Task prompt:
In the records below, find the line that contains "Target: man's shoulder" and the line that contains "point_to MUST indicate the green foliage". Set down exactly those lines and every line between them, and nothing more.

(Data shown begins)

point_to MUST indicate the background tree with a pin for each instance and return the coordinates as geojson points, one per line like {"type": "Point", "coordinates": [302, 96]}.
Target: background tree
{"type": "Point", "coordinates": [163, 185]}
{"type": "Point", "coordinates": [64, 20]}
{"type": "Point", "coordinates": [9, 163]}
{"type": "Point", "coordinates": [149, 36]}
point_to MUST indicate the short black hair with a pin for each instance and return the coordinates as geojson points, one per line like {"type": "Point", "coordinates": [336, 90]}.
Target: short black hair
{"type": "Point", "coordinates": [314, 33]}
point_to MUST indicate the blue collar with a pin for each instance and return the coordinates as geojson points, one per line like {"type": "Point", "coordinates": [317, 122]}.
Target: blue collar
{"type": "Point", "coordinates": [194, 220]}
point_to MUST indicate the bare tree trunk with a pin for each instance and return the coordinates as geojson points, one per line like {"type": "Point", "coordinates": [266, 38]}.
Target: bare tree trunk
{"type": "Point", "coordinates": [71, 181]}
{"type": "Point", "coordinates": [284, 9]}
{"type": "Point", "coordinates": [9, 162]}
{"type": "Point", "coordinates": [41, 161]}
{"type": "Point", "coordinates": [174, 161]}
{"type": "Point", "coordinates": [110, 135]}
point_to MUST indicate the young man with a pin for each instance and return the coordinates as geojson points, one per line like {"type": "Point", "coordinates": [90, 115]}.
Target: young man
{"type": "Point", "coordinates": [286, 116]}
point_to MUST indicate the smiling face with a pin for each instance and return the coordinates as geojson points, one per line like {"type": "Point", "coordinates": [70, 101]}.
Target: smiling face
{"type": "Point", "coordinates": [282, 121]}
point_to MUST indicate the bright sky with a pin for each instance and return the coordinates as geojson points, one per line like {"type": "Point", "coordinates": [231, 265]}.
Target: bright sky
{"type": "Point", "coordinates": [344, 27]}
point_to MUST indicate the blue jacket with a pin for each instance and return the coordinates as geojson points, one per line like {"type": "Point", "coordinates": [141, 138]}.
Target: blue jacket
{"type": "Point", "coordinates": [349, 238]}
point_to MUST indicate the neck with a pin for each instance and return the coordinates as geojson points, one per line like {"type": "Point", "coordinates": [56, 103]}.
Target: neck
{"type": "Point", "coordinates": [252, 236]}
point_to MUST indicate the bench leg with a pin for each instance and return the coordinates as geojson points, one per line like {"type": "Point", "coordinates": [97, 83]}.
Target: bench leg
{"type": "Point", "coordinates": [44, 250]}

(Data shown ends)
(Data shown begins)

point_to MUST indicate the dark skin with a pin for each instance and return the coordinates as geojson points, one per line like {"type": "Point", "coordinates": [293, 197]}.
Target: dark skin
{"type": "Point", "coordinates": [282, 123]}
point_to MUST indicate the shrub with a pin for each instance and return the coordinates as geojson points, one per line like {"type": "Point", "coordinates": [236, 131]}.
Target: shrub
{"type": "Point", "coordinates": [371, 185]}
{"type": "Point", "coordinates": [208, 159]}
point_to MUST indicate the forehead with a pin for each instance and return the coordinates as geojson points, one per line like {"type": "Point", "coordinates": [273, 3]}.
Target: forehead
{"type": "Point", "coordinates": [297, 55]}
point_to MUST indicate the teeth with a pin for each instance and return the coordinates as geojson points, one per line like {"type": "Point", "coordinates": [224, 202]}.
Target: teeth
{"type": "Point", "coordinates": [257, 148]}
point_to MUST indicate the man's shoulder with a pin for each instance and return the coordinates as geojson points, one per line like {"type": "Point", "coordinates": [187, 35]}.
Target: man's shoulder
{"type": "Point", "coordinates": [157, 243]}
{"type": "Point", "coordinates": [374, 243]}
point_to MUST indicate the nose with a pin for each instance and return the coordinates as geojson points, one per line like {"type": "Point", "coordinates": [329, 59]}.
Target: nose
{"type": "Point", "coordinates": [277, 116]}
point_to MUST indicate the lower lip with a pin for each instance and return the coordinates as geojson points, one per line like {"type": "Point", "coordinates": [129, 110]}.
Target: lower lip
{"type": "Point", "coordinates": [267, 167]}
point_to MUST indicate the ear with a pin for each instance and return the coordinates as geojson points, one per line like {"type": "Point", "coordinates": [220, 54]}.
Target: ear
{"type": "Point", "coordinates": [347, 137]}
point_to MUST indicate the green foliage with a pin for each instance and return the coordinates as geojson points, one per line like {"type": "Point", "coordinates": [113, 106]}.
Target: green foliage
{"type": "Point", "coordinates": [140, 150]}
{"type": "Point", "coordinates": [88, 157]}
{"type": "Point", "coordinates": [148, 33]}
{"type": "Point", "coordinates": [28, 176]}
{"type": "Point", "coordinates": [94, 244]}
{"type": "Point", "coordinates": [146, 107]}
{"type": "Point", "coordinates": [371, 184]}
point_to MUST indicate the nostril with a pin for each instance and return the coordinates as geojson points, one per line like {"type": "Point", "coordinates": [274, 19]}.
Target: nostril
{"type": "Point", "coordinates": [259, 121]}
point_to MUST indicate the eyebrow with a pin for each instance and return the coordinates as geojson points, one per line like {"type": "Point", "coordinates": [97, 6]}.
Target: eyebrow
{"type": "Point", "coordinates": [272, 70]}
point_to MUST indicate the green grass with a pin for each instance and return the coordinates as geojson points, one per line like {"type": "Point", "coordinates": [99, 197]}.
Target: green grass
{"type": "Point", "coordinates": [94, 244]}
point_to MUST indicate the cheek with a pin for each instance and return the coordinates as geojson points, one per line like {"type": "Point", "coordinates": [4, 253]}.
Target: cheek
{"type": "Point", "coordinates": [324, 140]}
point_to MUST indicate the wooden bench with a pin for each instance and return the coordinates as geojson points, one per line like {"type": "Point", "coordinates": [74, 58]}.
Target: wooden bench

(Data shown ends)
(Data shown begins)

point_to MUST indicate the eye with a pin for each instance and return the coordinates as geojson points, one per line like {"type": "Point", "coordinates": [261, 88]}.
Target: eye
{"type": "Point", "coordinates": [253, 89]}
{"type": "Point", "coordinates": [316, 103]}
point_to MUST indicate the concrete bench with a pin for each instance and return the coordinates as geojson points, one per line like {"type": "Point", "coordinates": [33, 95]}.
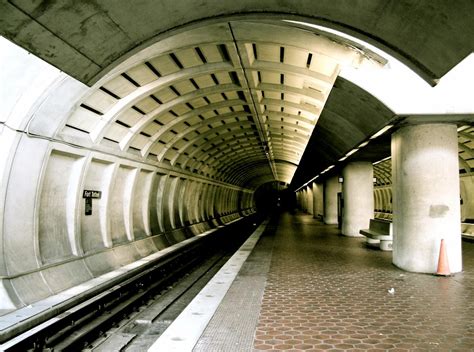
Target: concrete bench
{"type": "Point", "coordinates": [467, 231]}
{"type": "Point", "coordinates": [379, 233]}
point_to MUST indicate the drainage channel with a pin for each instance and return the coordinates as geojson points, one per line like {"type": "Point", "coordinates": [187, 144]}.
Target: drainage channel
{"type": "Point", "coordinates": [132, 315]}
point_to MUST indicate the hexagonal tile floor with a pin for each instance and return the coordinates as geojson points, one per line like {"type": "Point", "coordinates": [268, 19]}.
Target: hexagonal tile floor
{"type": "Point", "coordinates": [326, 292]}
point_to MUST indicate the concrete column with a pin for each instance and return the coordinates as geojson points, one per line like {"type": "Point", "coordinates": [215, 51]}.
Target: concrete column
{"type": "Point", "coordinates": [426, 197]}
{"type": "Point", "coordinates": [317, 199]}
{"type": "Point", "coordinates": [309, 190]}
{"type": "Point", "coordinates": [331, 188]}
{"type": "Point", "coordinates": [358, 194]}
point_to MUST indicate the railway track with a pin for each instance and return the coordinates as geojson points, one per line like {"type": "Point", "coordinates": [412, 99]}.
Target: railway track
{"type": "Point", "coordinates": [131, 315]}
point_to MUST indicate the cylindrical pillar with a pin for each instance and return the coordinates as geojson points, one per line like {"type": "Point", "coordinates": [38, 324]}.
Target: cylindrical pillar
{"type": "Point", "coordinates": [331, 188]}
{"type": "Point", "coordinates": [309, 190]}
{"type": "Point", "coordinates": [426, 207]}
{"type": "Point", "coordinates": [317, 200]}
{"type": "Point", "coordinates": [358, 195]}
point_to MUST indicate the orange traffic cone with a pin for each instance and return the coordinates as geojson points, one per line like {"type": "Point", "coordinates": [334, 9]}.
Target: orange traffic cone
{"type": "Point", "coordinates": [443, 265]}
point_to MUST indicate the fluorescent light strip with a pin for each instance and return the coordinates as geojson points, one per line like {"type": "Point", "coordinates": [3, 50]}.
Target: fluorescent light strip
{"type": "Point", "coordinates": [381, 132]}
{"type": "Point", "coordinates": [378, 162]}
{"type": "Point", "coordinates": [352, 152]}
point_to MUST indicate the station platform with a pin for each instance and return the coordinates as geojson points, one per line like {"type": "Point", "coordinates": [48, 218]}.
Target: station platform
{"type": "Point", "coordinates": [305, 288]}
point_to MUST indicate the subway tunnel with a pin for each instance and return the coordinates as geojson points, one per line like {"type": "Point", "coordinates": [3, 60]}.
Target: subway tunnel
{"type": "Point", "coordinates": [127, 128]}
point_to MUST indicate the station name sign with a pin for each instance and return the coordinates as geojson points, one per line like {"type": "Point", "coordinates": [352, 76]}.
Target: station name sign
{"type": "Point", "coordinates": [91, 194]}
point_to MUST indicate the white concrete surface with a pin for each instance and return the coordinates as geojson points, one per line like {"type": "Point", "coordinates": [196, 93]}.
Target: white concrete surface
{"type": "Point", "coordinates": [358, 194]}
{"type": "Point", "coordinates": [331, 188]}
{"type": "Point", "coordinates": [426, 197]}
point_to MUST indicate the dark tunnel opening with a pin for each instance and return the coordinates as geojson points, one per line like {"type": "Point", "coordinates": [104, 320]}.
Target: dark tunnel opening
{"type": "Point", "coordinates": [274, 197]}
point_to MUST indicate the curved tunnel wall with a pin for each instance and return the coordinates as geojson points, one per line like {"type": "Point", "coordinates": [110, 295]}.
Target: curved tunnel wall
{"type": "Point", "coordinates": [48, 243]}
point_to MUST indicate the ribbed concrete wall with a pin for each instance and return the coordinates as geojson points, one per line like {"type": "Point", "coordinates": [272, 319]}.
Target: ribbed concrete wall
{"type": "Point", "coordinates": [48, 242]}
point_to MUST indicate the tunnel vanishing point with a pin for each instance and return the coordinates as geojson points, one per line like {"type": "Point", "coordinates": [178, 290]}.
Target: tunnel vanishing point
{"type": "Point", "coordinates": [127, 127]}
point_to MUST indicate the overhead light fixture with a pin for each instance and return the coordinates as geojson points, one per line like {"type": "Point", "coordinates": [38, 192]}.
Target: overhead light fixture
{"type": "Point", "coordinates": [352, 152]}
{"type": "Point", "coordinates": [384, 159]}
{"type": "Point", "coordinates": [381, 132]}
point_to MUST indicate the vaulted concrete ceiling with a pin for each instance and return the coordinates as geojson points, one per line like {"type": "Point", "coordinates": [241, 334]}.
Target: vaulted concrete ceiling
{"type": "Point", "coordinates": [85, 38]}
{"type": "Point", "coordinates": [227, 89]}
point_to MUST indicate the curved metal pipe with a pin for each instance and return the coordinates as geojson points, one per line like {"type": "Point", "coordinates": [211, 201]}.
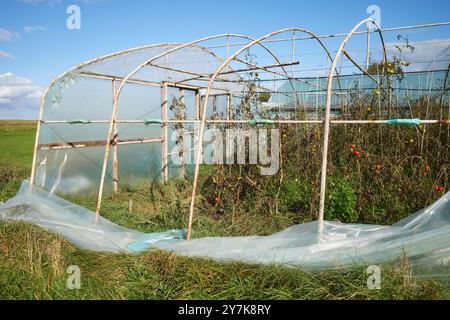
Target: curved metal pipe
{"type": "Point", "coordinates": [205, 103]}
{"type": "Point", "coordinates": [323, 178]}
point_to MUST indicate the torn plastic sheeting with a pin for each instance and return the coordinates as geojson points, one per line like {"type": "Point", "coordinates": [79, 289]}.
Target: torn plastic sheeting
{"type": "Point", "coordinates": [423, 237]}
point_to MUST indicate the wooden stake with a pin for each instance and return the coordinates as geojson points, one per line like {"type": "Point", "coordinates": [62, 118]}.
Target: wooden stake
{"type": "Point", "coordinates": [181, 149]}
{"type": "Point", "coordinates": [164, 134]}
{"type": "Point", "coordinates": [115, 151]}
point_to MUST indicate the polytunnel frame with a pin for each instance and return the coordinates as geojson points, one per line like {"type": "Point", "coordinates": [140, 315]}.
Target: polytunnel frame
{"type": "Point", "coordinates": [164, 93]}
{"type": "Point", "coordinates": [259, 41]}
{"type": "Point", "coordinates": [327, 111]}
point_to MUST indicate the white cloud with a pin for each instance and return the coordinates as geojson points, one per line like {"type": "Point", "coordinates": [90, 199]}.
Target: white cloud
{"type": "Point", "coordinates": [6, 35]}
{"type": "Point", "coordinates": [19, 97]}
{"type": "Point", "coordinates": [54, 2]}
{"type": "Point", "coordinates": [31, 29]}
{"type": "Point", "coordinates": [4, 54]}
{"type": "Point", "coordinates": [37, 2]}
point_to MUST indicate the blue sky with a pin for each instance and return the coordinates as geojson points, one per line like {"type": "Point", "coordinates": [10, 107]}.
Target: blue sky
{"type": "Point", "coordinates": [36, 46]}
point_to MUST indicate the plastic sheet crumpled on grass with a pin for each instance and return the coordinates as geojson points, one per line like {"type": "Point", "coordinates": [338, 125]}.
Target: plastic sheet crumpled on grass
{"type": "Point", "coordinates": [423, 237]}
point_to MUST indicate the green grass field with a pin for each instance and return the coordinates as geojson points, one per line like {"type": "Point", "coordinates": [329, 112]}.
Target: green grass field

(Data shown ends)

Written solution:
Target: man's shoulder
{"type": "Point", "coordinates": [157, 243]}
{"type": "Point", "coordinates": [374, 243]}
point_to MUST indicate the nose with a pin for each instance and return the coordinates as geojson points, one per line like {"type": "Point", "coordinates": [329, 59]}.
Target: nose
{"type": "Point", "coordinates": [277, 116]}
point_to MUST indicate the lower lip with a pin for each instance and return the coordinates as geojson points, one per line like {"type": "Point", "coordinates": [129, 110]}.
Target: lower lip
{"type": "Point", "coordinates": [267, 167]}
point_to MUST indicate the ear with a pin for each instance and return the coordinates as geojson points, one per line like {"type": "Point", "coordinates": [220, 54]}.
Target: ear
{"type": "Point", "coordinates": [347, 137]}
point_to MUST indicate the green foliage with a pin for each instance and return the coordinates as geojson points, one per line like {"type": "Point", "coordinates": [113, 106]}.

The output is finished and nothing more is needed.